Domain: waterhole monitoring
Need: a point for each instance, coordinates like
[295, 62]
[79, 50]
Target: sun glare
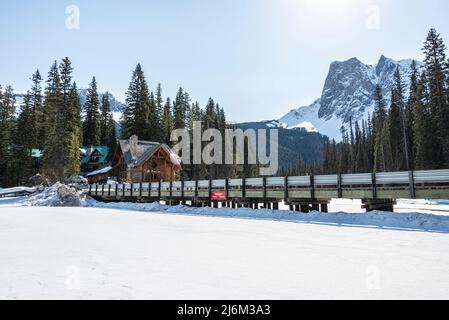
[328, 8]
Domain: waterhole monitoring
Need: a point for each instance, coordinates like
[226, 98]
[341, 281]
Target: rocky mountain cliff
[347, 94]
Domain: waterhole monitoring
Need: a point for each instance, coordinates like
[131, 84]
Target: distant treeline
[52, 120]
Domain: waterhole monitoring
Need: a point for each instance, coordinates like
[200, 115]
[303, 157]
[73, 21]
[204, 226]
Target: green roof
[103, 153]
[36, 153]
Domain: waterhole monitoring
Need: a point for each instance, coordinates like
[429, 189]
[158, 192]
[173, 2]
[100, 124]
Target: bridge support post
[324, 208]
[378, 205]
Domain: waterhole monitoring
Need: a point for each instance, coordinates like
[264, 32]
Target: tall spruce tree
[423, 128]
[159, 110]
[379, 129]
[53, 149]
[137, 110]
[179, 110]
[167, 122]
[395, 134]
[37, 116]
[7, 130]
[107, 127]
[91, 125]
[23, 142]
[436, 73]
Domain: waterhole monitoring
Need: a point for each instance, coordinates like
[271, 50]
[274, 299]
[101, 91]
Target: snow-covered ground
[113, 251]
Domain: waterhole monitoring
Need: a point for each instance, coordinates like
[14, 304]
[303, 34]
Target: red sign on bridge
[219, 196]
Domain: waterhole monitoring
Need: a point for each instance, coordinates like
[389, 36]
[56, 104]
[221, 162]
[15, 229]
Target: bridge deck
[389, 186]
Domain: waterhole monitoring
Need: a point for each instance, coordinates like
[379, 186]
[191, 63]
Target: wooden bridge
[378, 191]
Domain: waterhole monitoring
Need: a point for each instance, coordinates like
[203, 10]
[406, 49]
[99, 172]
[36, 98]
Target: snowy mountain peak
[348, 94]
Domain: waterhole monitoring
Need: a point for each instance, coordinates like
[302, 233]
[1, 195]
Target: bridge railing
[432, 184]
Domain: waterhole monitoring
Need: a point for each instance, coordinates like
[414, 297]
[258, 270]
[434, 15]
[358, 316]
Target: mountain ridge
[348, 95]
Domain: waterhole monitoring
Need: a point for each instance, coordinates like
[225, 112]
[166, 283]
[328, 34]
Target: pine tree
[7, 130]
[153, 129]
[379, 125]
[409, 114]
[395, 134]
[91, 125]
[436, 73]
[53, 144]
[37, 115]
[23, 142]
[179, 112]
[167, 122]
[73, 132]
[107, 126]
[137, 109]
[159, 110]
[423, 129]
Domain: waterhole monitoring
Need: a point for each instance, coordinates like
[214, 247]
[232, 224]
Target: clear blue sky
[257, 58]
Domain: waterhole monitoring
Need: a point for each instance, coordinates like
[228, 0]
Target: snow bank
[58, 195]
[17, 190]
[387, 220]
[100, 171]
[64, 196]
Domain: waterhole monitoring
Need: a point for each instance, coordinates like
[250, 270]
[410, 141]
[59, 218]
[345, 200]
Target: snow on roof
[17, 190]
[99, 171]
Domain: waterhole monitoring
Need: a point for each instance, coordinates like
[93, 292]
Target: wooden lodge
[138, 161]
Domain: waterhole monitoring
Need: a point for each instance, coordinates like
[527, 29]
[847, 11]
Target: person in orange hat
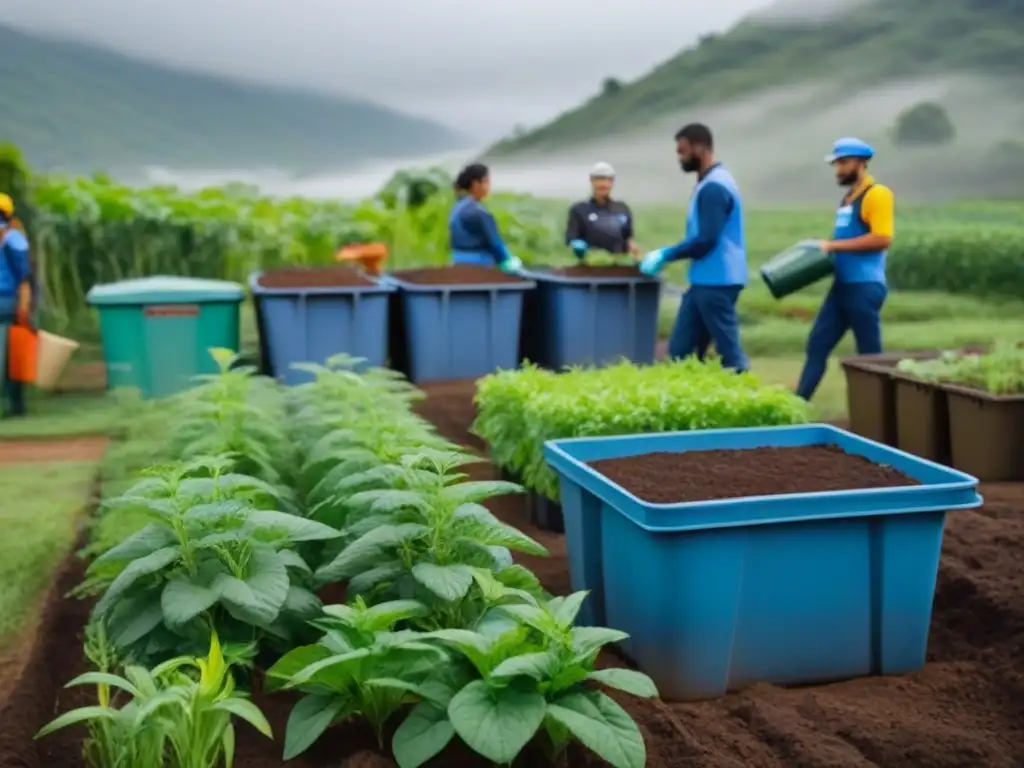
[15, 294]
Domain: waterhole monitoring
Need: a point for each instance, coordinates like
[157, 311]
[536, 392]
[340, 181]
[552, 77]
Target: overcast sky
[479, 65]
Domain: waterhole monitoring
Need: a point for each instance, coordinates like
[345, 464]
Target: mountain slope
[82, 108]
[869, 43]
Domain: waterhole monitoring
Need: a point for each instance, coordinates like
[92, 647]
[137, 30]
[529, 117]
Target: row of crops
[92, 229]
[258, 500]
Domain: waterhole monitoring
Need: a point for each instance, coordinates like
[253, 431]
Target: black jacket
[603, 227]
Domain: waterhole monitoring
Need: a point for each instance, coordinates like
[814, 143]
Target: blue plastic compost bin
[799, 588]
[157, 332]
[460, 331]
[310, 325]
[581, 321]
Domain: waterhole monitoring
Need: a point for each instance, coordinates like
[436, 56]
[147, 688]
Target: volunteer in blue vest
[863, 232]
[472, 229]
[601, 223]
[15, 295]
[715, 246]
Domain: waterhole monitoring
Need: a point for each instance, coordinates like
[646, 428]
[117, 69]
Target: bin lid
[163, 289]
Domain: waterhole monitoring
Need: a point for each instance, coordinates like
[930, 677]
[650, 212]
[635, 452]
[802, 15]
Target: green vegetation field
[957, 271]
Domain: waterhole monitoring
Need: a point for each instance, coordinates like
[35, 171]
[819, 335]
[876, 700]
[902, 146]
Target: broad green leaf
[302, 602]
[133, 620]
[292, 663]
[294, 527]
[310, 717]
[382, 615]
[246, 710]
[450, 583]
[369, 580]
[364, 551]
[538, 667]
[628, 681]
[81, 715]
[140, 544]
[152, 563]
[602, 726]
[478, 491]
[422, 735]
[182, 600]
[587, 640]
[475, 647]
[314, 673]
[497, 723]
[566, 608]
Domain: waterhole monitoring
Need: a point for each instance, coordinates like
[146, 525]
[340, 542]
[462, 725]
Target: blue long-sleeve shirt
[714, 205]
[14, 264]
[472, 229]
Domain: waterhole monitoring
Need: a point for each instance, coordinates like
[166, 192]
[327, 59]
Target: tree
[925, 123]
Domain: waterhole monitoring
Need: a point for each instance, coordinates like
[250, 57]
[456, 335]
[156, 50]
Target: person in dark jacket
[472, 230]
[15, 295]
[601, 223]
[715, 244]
------------------------------
▶ [AUFGABENSTELLUNG] Filtere aus dem Material oben jede Zeile heraus, in der das Wort „jacket“ vorkommt, und gib diese Zeilen unverändert wieder. Achte dabei auf Groß- und Kleinschreibung.

▶ [LÖSUNG]
Target: black jacket
Target: person in dark jacket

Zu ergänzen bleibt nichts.